### The records
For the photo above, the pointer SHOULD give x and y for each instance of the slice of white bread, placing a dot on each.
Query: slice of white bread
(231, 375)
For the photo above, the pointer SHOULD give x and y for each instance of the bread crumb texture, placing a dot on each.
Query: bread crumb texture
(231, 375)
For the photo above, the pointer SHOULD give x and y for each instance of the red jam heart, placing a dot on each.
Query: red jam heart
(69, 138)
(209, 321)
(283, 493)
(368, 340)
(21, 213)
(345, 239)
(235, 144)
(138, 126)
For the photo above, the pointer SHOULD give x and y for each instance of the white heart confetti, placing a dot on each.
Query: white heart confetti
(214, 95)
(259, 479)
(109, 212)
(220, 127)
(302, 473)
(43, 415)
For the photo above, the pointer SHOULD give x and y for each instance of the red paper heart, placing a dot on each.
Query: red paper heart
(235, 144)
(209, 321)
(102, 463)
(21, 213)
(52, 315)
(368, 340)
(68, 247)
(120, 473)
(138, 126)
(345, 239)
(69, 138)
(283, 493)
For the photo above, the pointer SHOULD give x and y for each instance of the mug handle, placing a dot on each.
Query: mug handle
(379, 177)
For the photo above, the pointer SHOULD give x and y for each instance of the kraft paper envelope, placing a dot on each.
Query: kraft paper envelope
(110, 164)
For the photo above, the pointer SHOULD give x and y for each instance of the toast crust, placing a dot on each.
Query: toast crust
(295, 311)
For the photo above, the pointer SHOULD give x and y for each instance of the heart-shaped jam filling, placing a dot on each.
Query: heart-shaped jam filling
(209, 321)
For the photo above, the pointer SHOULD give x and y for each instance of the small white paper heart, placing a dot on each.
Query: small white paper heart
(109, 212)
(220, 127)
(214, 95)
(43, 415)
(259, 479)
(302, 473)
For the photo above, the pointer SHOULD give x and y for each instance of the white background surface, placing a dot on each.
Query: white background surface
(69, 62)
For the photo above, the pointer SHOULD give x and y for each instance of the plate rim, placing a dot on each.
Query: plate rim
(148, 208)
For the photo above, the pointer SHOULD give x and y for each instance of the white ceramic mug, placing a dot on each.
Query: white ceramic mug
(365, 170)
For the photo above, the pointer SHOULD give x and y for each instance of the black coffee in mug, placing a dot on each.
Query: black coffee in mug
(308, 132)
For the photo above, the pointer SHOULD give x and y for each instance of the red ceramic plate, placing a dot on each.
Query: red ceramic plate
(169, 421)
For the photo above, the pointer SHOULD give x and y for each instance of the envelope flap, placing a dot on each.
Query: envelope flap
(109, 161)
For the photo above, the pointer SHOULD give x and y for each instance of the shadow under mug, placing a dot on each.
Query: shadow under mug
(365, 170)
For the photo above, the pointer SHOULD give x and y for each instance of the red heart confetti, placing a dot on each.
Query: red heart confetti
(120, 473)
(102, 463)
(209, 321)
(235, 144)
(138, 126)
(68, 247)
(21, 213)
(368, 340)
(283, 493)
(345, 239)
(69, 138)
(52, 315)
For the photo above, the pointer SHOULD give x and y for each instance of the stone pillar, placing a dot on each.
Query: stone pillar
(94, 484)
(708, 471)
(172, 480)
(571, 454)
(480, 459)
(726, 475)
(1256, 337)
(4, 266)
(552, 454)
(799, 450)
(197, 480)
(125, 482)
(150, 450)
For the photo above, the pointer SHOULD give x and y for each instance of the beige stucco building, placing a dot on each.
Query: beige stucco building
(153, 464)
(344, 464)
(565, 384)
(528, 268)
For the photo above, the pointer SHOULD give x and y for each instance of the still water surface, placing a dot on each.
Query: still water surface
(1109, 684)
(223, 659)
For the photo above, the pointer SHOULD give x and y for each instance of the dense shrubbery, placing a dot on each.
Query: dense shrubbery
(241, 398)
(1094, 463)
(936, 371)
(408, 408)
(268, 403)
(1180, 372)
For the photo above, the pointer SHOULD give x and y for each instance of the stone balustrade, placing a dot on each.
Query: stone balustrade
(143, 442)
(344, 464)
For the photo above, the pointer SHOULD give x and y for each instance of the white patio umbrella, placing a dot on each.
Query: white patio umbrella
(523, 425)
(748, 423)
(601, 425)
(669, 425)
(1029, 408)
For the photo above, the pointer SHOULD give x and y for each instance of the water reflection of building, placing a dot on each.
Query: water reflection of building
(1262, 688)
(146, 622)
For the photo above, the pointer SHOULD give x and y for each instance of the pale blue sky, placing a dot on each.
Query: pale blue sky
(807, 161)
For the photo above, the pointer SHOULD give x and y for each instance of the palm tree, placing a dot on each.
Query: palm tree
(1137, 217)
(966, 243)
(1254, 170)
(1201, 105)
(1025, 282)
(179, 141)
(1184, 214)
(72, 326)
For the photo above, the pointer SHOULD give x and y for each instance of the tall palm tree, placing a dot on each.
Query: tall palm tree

### Exercise aim
What do the records say? Quote them all exactly.

### Final result
For the photo above, the pointer SHOULD give x and y for each instance of the slice of white bread, placing a dot on each.
Query: slice of white bread
(231, 375)
For the photo above, the pointer SHOULD give x and y for each instance of the bread crumb texture, placing a dot on each.
Query: bread crumb texture
(231, 375)
For the photo above, the pointer SHOULD give x and y for each instance of the red jam heart, placing a dot on each.
Query: red jam heart
(69, 138)
(209, 321)
(283, 493)
(368, 340)
(21, 213)
(345, 239)
(235, 144)
(138, 126)
For the photo above, the pointer SHOULD give x and y for each instance of the white heart confetti, placing a dot on each.
Query: white heart confetti
(214, 95)
(259, 479)
(109, 212)
(220, 127)
(302, 473)
(43, 415)
For the photo above, the pointer SHOULD give x and y for each instance of the red paper heart, placing a dot on each.
Query: red paper heart
(235, 144)
(209, 321)
(102, 463)
(21, 213)
(52, 315)
(368, 340)
(68, 247)
(120, 473)
(138, 126)
(345, 239)
(69, 138)
(283, 493)
For the photo above, the pointer SHOULD give x and y for each instance of the mug handle, placing a dot on each.
Query: mug handle
(379, 177)
For the photo above, the pointer SHOULD give x and y for each instance of the kraft paper envelope, placing a dot on each.
Query: kraft paper envelope
(110, 164)
For the photo above, the pointer SHOULD give x and y for each instance of the toast crust, placing a dot on each.
Query: toast crust
(295, 311)
For the photo above, the pointer SHOULD give x and y for each instance of the heart-shaped jam filling, placing a dot on each.
Query: heart-shaped jam filling
(209, 321)
For the photo above, the pointer SHOULD give x and y for each instance of the small white paper heart, placing a dot on each.
Query: small white paper heart
(109, 212)
(220, 127)
(214, 95)
(43, 415)
(259, 479)
(302, 473)
For the photo above, the pointer SHOULD give x and y for each instance of the white background surface, placing a dot on each.
Query: white background surface
(69, 62)
For the photo above, the pointer SHOULD give x and y for each instance of the plate rim, placing a dot on each.
Query: plate rim
(148, 208)
For the photo above, the pointer SHOULD give x and y for each instance of the white ceramic mug, placing a dot on each.
Query: white ceramic mug
(365, 170)
For the photo above, the pointer SHOULD give x and y for each instance of the black coffee in mug, placing a dot on each.
Query: black coffee in mug
(308, 132)
For the photo above, the pointer SHOULD give x and y for each instance of the red ceramic plate, placing a dot on each.
Query: red ceramic plate
(169, 421)
For the photo above, the pointer SHOULD give x and y for each instance of the envelope flap, placing a dot on each.
Query: envelope flap
(109, 161)
For the photo above, the pointer SHOULD give x and y for each instance of the shadow under mug, placing a dot on each.
Query: shadow under mug
(365, 170)
For the photo above, the pointer SHOULD give x and y for each instance of the red heart confetti, placing a dot on each.
Query: red heart confetti
(120, 473)
(102, 463)
(209, 321)
(235, 144)
(138, 126)
(68, 247)
(21, 213)
(368, 340)
(283, 493)
(345, 239)
(69, 138)
(52, 315)
For the photo above, the pointer SHOULD give x and y for each instance of the stone pillar, placing a dot on each.
Query: stone pillar
(94, 484)
(708, 471)
(172, 480)
(571, 454)
(480, 459)
(726, 475)
(1256, 337)
(4, 266)
(552, 454)
(799, 450)
(197, 480)
(125, 482)
(150, 450)
For the photo above, the pointer SHOULD give x and y for each instance of the beige stucco building, placing a dot on each.
Query: beige stucco building
(153, 464)
(344, 464)
(565, 384)
(528, 268)
For the photo above, the pointer SHOULD give x and y for each instance of the still water surface, placing a dot on each.
Query: still water surface
(1109, 684)
(223, 659)
For the photo above, the pointer SHOULD give x and y for each instance of the dense shrubbery, placing a dot on each.
Query: dense shrubbery
(241, 398)
(1094, 463)
(936, 371)
(408, 408)
(268, 403)
(1180, 372)
For the photo above, the pointer SHOULD give x and y for each instance of the stone balustrade, placing a dot on each.
Query: stone balustrade
(143, 442)
(344, 464)
For the photo above, the pointer SHOULD give x and y for each instance of the white patio umbrella, placing a dot on each.
Query: white patio umbrella
(523, 425)
(748, 423)
(601, 425)
(669, 425)
(1029, 408)
For the photo above, the pointer SHOULD give x and y for each instance of the water reflection of building, placing a dot on each.
Query: water reflection of building
(1262, 688)
(146, 622)
For the photo above, the pointer SHOULD give x and y for each instance of the pale blue sky, placing a dot on each.
Query: pale blue sky
(807, 161)
For the photo above, the pointer SHOULD give x and y for each instance of the palm tree, placing a dot on each.
Query: palm tree
(1137, 217)
(966, 243)
(1254, 170)
(1201, 105)
(1025, 282)
(179, 141)
(1184, 214)
(72, 326)
For the photo above, the pointer SHOULD give x and y for each instance of the tall palm tree, placing a dot on each.
Query: tall palm tree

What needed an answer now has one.